WHAT TO WORK ON
Write out the entries again, requests and all, from the line with "Kindly segment every instance of the logo" to the line with "[[[54,330],[38,332],[38,342],[54,342]]]", both included. Shift every point coordinate in the answers up by 47.

Lines of data
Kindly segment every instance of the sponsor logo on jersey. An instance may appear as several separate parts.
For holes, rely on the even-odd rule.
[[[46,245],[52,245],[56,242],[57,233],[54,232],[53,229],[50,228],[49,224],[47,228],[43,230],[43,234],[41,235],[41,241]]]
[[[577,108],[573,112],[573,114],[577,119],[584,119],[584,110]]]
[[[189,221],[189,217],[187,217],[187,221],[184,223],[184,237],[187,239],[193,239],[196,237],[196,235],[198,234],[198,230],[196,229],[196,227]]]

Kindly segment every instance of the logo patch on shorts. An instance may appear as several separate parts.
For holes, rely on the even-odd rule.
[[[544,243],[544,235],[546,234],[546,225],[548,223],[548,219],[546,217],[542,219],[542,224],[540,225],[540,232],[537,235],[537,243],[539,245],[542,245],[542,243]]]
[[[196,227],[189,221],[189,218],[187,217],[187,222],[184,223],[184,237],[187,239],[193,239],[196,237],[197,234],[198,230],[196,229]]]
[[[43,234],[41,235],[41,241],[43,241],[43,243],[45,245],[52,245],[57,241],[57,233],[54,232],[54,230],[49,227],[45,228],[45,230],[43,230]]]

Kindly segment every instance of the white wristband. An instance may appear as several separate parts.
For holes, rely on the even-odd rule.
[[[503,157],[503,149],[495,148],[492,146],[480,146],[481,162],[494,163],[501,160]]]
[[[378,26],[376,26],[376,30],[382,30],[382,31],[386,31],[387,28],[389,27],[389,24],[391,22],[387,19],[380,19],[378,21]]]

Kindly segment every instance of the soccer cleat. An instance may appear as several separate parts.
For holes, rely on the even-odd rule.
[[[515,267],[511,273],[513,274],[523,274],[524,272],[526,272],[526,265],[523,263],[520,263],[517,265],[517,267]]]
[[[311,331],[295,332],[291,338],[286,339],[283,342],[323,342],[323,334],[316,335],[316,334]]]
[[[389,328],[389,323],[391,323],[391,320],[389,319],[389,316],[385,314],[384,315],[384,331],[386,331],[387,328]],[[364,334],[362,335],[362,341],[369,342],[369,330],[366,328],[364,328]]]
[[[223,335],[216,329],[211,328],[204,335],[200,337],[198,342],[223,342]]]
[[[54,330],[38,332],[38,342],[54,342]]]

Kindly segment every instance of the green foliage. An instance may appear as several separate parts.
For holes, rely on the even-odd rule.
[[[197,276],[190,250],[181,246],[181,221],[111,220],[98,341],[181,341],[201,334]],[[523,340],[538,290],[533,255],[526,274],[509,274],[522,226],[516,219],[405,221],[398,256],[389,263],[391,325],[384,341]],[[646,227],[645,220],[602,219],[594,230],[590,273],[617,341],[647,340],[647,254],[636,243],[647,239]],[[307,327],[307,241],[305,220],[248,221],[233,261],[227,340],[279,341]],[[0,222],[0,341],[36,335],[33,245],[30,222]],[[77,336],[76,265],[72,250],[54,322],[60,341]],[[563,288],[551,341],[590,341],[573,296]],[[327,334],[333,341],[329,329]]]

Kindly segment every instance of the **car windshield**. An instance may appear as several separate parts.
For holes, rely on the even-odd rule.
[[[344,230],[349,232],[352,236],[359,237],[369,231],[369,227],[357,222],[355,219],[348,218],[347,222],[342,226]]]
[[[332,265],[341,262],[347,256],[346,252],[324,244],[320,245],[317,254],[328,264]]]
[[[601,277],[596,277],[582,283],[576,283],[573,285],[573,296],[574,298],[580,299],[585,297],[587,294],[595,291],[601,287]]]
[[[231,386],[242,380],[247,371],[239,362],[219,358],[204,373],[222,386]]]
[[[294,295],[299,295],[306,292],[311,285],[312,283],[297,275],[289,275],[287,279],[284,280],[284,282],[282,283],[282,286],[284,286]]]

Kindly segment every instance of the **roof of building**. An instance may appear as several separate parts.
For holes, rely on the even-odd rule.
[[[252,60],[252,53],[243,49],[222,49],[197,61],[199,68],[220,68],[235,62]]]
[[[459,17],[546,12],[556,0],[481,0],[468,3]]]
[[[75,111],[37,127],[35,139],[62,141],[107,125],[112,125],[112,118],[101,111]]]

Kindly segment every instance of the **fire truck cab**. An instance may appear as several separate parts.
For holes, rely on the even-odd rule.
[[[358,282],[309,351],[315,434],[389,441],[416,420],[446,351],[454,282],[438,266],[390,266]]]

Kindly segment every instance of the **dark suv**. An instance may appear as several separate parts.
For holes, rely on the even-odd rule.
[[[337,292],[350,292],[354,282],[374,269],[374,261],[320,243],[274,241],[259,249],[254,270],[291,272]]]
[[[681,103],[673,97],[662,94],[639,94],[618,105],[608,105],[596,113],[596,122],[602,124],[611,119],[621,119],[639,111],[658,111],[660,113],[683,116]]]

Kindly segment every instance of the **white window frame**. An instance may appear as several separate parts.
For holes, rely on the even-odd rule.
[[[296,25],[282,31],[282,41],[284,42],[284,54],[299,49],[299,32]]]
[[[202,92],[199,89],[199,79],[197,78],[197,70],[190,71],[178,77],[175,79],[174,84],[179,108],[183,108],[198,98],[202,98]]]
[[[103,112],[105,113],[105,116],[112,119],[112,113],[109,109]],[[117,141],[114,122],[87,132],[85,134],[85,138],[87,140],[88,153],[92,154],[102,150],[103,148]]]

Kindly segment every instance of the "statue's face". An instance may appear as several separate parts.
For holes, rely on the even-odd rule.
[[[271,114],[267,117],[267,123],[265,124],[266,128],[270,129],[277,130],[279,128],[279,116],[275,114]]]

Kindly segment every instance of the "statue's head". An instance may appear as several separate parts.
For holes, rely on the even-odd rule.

ANSWER TO THIS EXERCISE
Kindly segment every instance of the logo patch on shorts. An instance may appear as several separate parts.
For holes, rely on the even-odd rule.
[[[591,290],[591,282],[593,281],[593,272],[595,270],[595,266],[593,264],[589,266],[589,271],[587,272],[587,279],[584,282],[584,290],[586,292],[589,292],[589,290]]]
[[[243,274],[236,268],[236,265],[234,264],[234,269],[231,270],[231,284],[234,286],[240,286],[243,284],[244,281],[245,277],[243,276]]]
[[[90,281],[88,282],[88,288],[90,288],[90,290],[92,292],[99,292],[104,288],[104,280],[101,279],[101,277],[96,274],[92,275],[92,277],[90,277]]]

Kindly segment every instance of the white wristband. An instance may appear as several separate parts.
For holes, rely on the even-odd rule.
[[[550,204],[550,196],[542,195],[539,193],[527,193],[528,209],[541,210],[548,207]]]
[[[425,73],[423,73],[423,77],[429,77],[429,78],[433,78],[434,75],[436,74],[436,71],[438,69],[434,66],[427,66],[425,68]]]

Kindly segment every instance of the soccer cleat. An instance may appear as several separate parts.
For holes, rely on the even-odd rule.
[[[562,314],[558,320],[560,321],[570,321],[571,319],[573,319],[573,312],[570,310],[567,310],[564,312],[564,314]]]
[[[358,378],[342,379],[338,385],[333,386],[330,389],[370,389],[370,381],[363,382],[363,381]]]
[[[436,375],[436,370],[438,370],[438,367],[436,366],[436,363],[432,361],[431,362],[431,378],[433,378],[434,375]],[[411,381],[409,382],[409,388],[416,389],[416,377],[413,375],[411,375]]]
[[[270,382],[263,376],[258,375],[251,382],[247,384],[245,389],[270,389]]]
[[[101,377],[85,379],[85,389],[101,389]]]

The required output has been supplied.